**PASSAGE**
┌──

Amiloride- and 5-HT–mediated inhibition of ENaC are charge dependent. (A) Amiloride-induced inhibition of Isc across primary cultures of polarized rat ATII cell monolayers is pH dependent. Rat ATII cell monolayers, cultured at an air–liquid interface for 4 days, were placed in Ussing chambers and exposed to amiloride (10 μM). The two sets of experiments were performed in symmetrical conditions at two different pH levels. The average amiloride-induced inhibition of TEC (transepithelial current) was 48% lower at pH 8.3 than at physiological pH (7.36). (B) 5-HT–induced inhibition of Isc across primary cultures of polarized rat ATII cell monolayers is pH dependent. Rat ATII cell monolayers, cultured at an air–liquid interface for 4 days, were placed in Ussing chambers and exposed to 5-HT (2 mM). The two sets of experiments were performed in symmetrical conditions at two different pH levels. The average 5-HT–induced inhibition of TEC was 24% greater at pH 6.0 than at physiological pH (7.36). All the experiments were performed at 37°C under symmetrical conditions with saline solution (140 mM NaCl, 4 mM KCl, 1 mM MgCl₂, 1 mM CaCl₂, 10 mM Hepes, and 15 mM glucose). The EasyMount system was used for all experiments. The voltage was clamped at 0 mV during the whole experiments. Results are the means (±SD) of at least three experiments done in triplicate; *P < 0.05 from cell monolayers exposed to a pH of 7.36.

Figure 7.

└──

**TASKS**
a – In the passage on amiloride and 5-HT inhibition of ENaC, what concentration of 5-HT were the cell monolayers exposed to?
b – Pick up the passage on amiloride and 5-HT inhibition of ENaC from its last line and continue it.
The records come from a different source than the passage.

**MATERIAL SUPPLIED**
┌──

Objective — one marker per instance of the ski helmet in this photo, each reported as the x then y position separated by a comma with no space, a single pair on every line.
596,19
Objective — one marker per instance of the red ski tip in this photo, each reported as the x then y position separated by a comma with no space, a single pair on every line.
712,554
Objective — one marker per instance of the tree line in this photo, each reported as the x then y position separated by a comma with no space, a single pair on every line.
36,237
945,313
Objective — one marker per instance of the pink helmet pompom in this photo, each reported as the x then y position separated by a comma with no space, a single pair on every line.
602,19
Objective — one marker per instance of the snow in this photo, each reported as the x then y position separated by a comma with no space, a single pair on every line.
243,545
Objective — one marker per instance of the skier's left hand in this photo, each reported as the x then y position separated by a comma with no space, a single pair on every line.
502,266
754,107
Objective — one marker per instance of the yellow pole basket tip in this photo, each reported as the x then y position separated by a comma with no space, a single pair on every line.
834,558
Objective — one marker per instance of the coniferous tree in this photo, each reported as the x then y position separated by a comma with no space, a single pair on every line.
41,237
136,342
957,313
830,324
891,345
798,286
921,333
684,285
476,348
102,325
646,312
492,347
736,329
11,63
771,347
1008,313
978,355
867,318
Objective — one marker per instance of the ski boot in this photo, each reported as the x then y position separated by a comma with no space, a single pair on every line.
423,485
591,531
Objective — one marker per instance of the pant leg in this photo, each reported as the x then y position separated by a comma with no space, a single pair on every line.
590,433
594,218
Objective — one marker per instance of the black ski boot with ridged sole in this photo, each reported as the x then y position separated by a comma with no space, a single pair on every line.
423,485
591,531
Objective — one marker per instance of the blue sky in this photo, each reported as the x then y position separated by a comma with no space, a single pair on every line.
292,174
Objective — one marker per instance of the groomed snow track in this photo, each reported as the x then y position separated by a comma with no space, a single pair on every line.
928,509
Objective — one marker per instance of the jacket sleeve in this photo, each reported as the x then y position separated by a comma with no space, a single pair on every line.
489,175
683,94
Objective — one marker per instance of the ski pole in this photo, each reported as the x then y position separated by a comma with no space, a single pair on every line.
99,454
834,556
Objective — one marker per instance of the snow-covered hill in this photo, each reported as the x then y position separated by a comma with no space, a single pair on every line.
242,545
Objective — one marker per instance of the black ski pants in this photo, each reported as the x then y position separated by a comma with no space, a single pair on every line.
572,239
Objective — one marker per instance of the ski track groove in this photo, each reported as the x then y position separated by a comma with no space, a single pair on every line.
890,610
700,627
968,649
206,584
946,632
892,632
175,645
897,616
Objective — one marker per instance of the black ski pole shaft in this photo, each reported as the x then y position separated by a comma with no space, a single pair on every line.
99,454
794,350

└──

**SOLVED TASKS**
a – 2 mM.

b –
5-HT and amiloride do not compete to mediate ENaC inhibition in A549 cells. A549 cells were used 24 hours after plating on glass coverslips. A549 cells were cultured in the presence of 10 nM dexamethasone. All these experiments were performed in whole-cell configuration. Closed squares represent the dose–response curve for amiloride alone. Open squares represent the dose–response curve for amiloride in the presence of 2 mM 5-HT. The two curves were obtained after fitting experimental data with the Boltzman equation. Exposure to serotonin did not modify amiloride's K_d in A549 cells. We observed that the inhibition of the amiloride-sensitive current by 5-HT was completely reversible (data not shown). Results are the means (±SD) of at least four experiments done in triplicate.

Figure 8.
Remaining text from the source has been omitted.